• Page text:
This implies that the package contains a variable (`__version__`), function (`my_add`) and a module (`shout`). When we import something in a package we use the dot (`.`) notation to indicate that for this import we only want to look for modules/packages within the same directory as the `__init__.py` file and not within all the directories listed in `sys.path`. Using the dot (`.`) notation is recommended because it is more explicit which modules can be imported. Below we explain line by line what happens in the `__init__.py` file.

**`01    from .version import __version__`**

This line indicates that we want to import the `__version__` variable from the `version` module. This variable becomes an attribute of the package and can be accessed using  `somepackage.__version__`. This is the standard way to define a package version.

In [11]:
print(f'somepackage version is {somepackage.__version__}')

somepackage version is 1.2.3


In [12]:
# Most of the Python packages use the __version__ attribute
import numpy as np
print(f'numpy version is {np.__version__}')
import re
print(f're version is {re.__version__}')

numpy version is 1.22.3
re version is 2.2.1


**`02    from .add import my_add`**

We import the `my_add` function from the `add` module. After we can call the function as part of `somepackage`.

In [13]:
somepackage.my_add(5,10)

15

**`03    from . import shout`**

We import the `shout` module. The `shout` module becomes a submodule of the `somepackage`. The function `should_and_repeat` which is defined in the `shout` module can be called using the code below.

In [15]:
somepackage.shout.shout_and_repeat("what a lovely package it is ")

'WHAT A LOVELY PACKAGE IT IS WHAT A LOVELY PACKAGE IT IS '

#### Exercise 2 <a name="opdr2"></a>

The `somepackage` directory contains a file named `visualise.py`. In this file we define the function `make_wordcloud`. Add the `visualise` module to `somepackage` so you can create a wordcloud with the code below.

Tip: If you modify a package and want to import it again you should restart the kernel. When you forget to do this the old version of the package remains in memory and the modified code is not available.

In [None]:
%matplotlib inline
a = somepackage.shout.shout_and_repeat("what a lovely package it is ")
tst = somepackage.visualise.make_wordcloud(a);

<a href="#antw2">Answer exercise 2</a>

#### Exercise 3<a name="opdr3"></a>
Do the same as for exercise 2, only now add only the `make_wordcloud` function to the `somepakcage` instead of the full `visualise` module. You should be able to get the same results using the code below.

In [None]:
%matplotlib inline
a = somepackage.shout.shout_and_repeat("what a lovely package it is ")
tst = somepackage.make_wordcloud(a);

<a href="#antw3">Answer exercise 3</a>

#### Functions or modules?

[Image location labeling entries]
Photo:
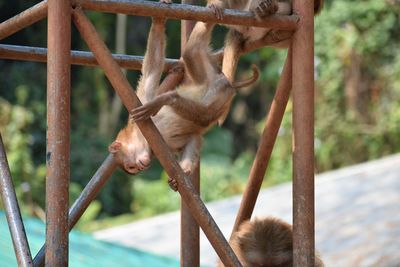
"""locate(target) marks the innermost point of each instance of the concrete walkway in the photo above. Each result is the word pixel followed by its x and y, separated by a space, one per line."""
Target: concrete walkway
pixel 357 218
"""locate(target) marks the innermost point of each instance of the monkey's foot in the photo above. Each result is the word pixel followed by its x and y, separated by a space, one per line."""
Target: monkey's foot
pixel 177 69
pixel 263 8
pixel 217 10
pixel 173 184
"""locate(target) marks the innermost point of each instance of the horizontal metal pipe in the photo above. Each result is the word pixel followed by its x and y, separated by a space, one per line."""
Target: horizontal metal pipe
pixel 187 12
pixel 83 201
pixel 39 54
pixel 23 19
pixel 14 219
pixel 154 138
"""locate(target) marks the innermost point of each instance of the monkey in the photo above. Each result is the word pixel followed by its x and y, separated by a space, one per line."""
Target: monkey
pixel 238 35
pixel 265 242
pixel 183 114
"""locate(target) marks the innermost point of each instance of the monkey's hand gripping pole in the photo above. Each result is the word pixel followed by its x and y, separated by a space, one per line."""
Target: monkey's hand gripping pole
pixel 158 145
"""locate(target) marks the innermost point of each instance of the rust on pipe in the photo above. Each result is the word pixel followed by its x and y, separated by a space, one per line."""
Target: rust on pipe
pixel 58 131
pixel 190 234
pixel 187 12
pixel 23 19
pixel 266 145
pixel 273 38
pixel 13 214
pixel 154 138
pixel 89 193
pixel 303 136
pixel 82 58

* * *

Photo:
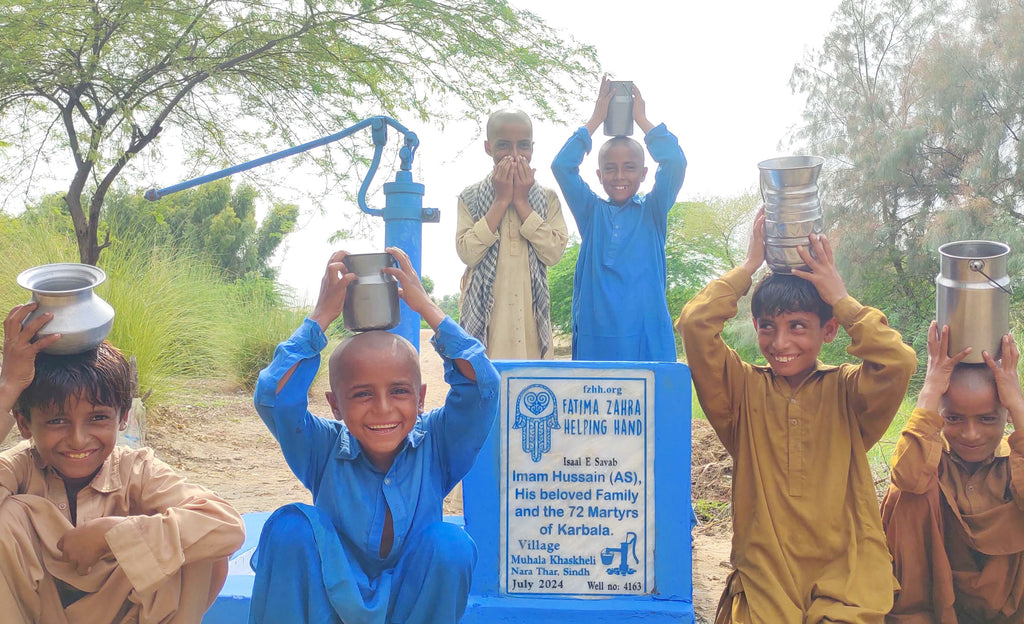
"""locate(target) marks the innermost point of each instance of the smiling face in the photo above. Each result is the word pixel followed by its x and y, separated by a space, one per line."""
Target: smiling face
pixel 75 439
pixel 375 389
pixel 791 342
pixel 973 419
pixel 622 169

• What is asked: Please check the tutorial on Python packages: what should you do before importing a package again after modifying it?

• Exercise output: Restart the kernel.